**Consignes**:
1. D’après le passage sur la « blanchité », à quoi tiennent les privilèges attribués aux Blancs ?
2. Transcrivez à l’identique, s’il vous plaît, le passage sur la « blanchité » de « Cette idéologie de » jusqu’à « intersectionnelle, que sais-je. ».

**Passage cité**:
──────────────────────────────

Cette idéologie de la « blanchité » a fait des Blancs les sujets porteurs de privilèges conscients ou inconscients, visibles ou invisibles, symboliques ou systémiques, tous exorbitants, qui tiennent à l’hégémonie de leur peau dépigmentée et leur confèrent un avantage compétitif dans la lutte des races et des places. Où qu’ils aillent, ils sont accueillis forts de ce privilège, princes bénis des dieux du sang à qui l’on ouvre des portes… qui se referment sur tous les damnés de la Terre, les infortunés, les mal nés, les « racisés », baignant dans un océan de souffrance – noire, jaune, postcoloniale, intersectionnelle, que sais-je.

──────────────────────────────

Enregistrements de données
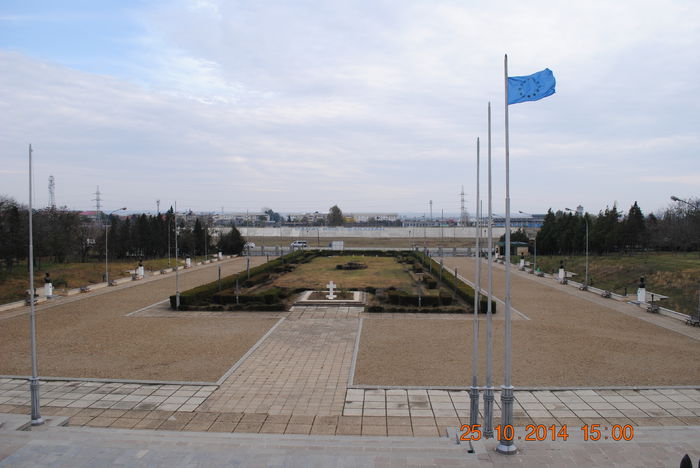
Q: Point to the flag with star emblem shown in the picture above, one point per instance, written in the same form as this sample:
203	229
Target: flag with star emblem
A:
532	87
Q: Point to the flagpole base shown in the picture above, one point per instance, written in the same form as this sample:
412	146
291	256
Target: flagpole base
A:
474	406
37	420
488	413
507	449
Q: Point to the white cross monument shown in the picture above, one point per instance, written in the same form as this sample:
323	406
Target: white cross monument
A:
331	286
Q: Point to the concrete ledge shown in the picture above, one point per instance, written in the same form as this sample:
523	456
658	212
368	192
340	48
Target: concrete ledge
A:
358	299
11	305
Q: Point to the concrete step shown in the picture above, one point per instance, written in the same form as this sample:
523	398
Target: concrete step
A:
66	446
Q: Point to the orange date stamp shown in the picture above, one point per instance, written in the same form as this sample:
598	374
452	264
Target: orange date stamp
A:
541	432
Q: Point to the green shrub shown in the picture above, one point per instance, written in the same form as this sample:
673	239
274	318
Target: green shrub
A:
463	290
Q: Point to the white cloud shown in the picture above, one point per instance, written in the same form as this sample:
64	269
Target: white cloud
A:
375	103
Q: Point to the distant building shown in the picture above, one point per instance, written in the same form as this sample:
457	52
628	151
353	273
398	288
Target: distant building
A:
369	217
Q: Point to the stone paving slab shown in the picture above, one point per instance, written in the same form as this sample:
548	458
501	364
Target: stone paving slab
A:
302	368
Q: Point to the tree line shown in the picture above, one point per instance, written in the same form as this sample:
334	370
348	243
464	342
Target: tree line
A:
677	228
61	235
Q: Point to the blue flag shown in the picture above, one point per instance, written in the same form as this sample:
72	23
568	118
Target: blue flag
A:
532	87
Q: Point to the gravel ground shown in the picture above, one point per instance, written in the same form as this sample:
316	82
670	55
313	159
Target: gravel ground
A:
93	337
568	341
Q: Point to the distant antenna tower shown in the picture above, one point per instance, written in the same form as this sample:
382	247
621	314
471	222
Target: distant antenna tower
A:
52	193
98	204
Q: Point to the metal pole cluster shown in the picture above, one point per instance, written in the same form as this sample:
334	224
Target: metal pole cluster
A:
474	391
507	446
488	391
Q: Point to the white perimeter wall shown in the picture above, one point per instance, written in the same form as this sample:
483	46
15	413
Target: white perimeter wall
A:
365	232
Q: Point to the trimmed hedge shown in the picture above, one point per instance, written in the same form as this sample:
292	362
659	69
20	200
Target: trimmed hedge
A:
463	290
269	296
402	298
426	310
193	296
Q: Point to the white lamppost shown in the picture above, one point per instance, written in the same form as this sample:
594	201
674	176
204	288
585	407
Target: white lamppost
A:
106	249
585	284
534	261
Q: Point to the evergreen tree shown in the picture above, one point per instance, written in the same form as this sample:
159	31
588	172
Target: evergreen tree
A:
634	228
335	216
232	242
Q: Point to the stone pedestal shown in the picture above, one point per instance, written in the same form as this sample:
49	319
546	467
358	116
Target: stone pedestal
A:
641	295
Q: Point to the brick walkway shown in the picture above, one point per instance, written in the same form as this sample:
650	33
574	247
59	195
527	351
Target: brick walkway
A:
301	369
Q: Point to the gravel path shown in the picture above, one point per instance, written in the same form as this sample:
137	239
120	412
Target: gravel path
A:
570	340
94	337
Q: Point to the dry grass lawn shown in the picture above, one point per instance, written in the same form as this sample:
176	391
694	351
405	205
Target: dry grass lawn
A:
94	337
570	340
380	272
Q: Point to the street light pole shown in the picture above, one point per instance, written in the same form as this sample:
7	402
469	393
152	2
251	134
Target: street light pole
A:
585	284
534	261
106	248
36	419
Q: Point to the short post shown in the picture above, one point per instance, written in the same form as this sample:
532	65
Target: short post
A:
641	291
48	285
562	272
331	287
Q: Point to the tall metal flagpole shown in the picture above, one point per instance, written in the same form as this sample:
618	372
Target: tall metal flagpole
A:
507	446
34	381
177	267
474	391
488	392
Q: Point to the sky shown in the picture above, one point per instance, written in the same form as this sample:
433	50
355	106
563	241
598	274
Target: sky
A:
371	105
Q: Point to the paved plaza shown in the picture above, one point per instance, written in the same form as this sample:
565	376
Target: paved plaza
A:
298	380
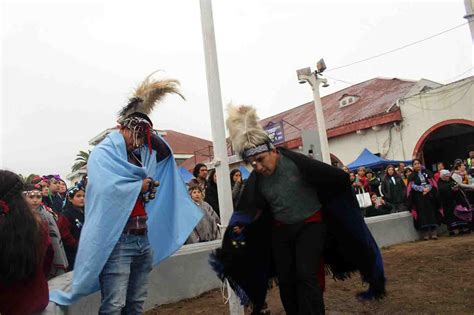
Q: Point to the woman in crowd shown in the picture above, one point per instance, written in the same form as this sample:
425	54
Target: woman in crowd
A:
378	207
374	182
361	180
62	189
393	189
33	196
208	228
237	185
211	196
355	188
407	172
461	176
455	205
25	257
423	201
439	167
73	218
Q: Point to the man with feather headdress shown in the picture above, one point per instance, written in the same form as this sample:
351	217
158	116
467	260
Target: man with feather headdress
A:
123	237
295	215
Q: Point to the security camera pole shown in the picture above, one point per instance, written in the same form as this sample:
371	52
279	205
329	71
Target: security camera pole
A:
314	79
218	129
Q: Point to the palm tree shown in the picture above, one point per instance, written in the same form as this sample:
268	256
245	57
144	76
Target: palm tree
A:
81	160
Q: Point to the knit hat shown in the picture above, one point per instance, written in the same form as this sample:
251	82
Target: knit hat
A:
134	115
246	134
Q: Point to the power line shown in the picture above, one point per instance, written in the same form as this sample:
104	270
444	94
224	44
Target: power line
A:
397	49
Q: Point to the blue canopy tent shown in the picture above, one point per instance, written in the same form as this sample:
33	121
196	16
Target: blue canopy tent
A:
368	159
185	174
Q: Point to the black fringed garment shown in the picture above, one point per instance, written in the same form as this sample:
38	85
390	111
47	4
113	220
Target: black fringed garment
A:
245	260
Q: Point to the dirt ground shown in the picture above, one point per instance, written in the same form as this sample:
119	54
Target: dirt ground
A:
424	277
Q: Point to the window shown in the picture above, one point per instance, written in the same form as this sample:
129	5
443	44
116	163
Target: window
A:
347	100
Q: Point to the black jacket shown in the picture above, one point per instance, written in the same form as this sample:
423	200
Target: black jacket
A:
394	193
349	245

──────────────────────────────

**Les réponses**:
1. À l’hégémonie de leur peau dépigmentée.

2.
Cette idéologie de la « blanchité » a fait des Blancs les sujets porteurs de privilèges conscients ou inconscients, visibles ou invisibles, symboliques ou systémiques, tous exorbitants, qui tiennent à l’hégémonie de leur peau dépigmentée et leur confèrent un avantage compétitif dans la lutte des races et des places. Où qu’ils aillent, ils sont accueillis forts de ce privilège, princes bénis des dieux du sang à qui l’on ouvre des portes… qui se referment sur tous les damnés de la Terre, les infortunés, les mal nés, les « racisés », baignant dans un océan de souffrance – noire, jaune, postcoloniale, intersectionnelle, que sais-je.